**SOURCE MATERIAL**
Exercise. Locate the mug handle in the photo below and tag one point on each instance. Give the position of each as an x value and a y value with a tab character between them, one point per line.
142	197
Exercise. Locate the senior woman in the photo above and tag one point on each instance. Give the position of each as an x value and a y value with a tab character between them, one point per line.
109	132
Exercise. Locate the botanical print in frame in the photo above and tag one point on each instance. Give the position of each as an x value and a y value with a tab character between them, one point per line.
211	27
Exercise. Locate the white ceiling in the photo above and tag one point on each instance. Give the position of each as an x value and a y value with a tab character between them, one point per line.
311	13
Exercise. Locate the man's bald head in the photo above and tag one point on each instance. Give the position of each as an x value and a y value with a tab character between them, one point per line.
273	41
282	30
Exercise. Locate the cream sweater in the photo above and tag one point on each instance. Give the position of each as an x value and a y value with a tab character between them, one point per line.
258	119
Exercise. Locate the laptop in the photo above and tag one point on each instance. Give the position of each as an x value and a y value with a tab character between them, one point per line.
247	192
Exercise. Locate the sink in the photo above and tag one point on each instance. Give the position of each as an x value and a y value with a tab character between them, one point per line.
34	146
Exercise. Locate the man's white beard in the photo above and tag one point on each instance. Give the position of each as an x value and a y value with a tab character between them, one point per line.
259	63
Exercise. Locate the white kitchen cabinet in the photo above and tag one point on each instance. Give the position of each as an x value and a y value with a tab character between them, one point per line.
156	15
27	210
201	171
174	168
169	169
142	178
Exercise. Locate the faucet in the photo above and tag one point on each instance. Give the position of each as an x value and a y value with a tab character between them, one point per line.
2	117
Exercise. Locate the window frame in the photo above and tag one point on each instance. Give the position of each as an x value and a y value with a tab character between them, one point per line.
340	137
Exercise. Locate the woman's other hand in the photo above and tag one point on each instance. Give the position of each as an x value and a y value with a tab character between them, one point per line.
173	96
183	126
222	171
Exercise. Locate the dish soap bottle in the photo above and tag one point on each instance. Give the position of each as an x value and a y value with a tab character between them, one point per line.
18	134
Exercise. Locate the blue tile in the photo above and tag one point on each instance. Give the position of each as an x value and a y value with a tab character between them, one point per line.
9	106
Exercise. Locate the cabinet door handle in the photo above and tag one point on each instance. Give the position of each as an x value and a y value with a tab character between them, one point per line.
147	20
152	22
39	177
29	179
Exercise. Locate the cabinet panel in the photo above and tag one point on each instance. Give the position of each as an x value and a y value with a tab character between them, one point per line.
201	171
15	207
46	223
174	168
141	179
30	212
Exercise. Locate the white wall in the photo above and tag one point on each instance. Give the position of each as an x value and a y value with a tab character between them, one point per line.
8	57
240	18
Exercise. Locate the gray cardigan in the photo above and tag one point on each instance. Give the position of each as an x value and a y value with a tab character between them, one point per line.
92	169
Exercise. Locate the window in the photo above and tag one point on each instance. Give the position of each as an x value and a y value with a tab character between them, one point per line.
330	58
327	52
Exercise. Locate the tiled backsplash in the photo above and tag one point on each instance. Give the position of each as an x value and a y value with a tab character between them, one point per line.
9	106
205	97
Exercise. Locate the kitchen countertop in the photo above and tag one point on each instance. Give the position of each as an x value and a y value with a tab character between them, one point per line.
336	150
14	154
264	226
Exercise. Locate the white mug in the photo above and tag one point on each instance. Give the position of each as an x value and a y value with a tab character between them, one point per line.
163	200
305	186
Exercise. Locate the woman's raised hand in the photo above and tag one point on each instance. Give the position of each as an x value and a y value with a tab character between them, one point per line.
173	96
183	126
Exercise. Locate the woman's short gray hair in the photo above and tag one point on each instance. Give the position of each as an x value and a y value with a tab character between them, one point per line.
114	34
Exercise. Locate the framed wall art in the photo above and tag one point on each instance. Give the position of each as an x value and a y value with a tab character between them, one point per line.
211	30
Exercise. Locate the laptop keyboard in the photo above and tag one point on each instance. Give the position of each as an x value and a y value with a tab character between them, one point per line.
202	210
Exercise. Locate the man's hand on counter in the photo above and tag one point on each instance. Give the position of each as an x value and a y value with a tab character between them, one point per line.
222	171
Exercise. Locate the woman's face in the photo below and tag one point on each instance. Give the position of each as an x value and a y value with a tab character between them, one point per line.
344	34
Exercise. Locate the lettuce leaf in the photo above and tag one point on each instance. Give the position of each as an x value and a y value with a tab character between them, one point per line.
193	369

**WHAT THE EXERCISE ASKS**
Reproduce all of the data above word for word, leaving every line unchanged.

**RESPONSE**
Exercise. Locate the mug handle in the photo below and tag one point on each instance. Give the position of each as an x value and a y value with a tab character between them, one point per line.
142	197
Exercise. Locate the senior woman in the photo above and tag one point on each instance. Give the position of each as an x value and a y value with a tab character between them, one point per line.
109	132
Exercise. Locate the botanical print in frame in the photo above and tag one point on each instance. Give the position of each as an x value and a y value with a tab character between them, one point per line.
211	27
Exercise. Locate the white ceiling in the photo above and tag one point on each instance. Give the position of each as an x value and a y value with a tab character between them, one point per line.
311	13
Exercise. Locate the man's bald head in the photo above and tag one point on each instance. Give the position of each as an x value and a y value with a tab character between them, one point per line.
273	41
282	30
Exercise. Locate the cream sweater in the photo above and tag one point on each instance. Give the position of each as an x value and a y value with a tab character between them, one point per line.
258	119
Exercise. Locate the laptop in the photo above and tag one point on each instance. Give the position of each as an x value and a y value with a tab character between them, one point per line.
247	192
Exercise. Locate the sink in the photo above and tag one point on each instance. Give the position of each as an x value and a y value with a tab character between them, one point per line.
34	146
Exercise. Locate the man's white beard in the photo above and tag one point on each instance. Give the position of each as an x value and a y value with a tab character between them, one point per line.
259	63
Exercise. Locate the white kitchen cabinet in the photo above and tag one point on each instance. Give the position of each as an x value and a y value with a tab character between them, one point per line.
156	15
27	210
201	171
174	168
169	169
142	178
Exercise. Locate the faucet in the photo above and tag one point on each instance. Give the position of each as an x value and a y value with a tab character between them, one point per line.
2	117
Exercise. Locate the window frame in the photo above and tag one point on each instance. Give the position of each as an x value and a y value with a tab character between them, one point per line.
340	137
Exercise. Locate the woman's other hand in the photo above and tag one point on each instance. Give the position of each as an x value and a y value with a tab character between them, one point per line.
173	96
183	126
222	171
Exercise. Locate the dish soap bottle in the photo above and tag one point on each instance. Give the position of each as an x value and a y value with a tab character between them, one point per line.
18	134
Exercise. Locate the blue tile in the photo above and tag one point on each instance. Give the position of each as an x value and a y value with a tab character between them, one point per line.
9	106
Exercise. Locate the cabinet door handle in the photo above and tag one point on each instance. Give the position of each as an x value and a y value with a tab character between them, one point per line.
147	20
152	22
39	177
29	179
Exercise. Locate the cabinet panel in the photo above and tag one point on each instance. Give the position of each as an x value and a y value with a tab character between them, one point per line.
201	171
15	207
46	223
174	168
141	179
30	212
Exercise. Locate the white wall in the photo above and tag one point on each instance. Give the position of each as an x value and a y value with a tab character between them, one point per line.
8	57
240	18
Exercise. Locate the gray cardigan in the photo above and tag one point on each instance. Give the position of each as an x value and a y value with a tab character between them, one point per line.
92	169
Exercise. Locate the window in the photo above and tag one point on each instance. Give the position of each as an x value and a y value with a tab character between them, one point per line.
330	58
327	52
Exercise. Locate the tiled backsplash in the photo above and tag one point on each instance. Give the position of each as an x value and a y value with a tab character between them, one point per line.
9	106
205	97
Exercise. Locate the kitchen countertop in the photo above and tag one point on each instance. Give the position of each as an x value and a y value with a tab character between them, one point per line.
336	150
14	154
264	226
Exercise. Locate the white mug in the photo above and tag one point on each instance. Give the position of each as an x value and a y value with a tab character between them, one point per line.
163	200
305	186
Exercise. Locate the woman's raised hand in the photo above and tag one point on each instance. Give the position of each as an x value and a y value with a tab character between them, one point per line.
173	96
183	126
Exercise. Locate the woman's short gray hair in the photo above and tag one point on each instance. Give the position of each as an x value and a y value with a tab character between them, one point per line.
114	34
Exercise. Locate the framed wall art in the photo above and tag one point on each instance. Give the position of each as an x value and a y value with a tab character between them, one point per line.
211	30
Exercise. Locate the laptop keyboard in the photo above and tag one point on each instance. Give the position of each as an x value and a y value with a tab character between them, one point per line.
202	210
Exercise. Locate the man's hand on counter in the photo above and tag one point on each instance. Give the position of each as an x value and a y value with a tab character between them, one point per line.
222	171
Exercise. Locate the woman's face in the photo below and tag one point on each instance. Give the position of each as an x value and a y value with a tab character between them, one point per line.
344	34
Exercise. Locate the lettuce leaf in the photo above and tag one point on each instance. Give the position of each as an x value and a y value with a tab character between them, one point per line.
193	369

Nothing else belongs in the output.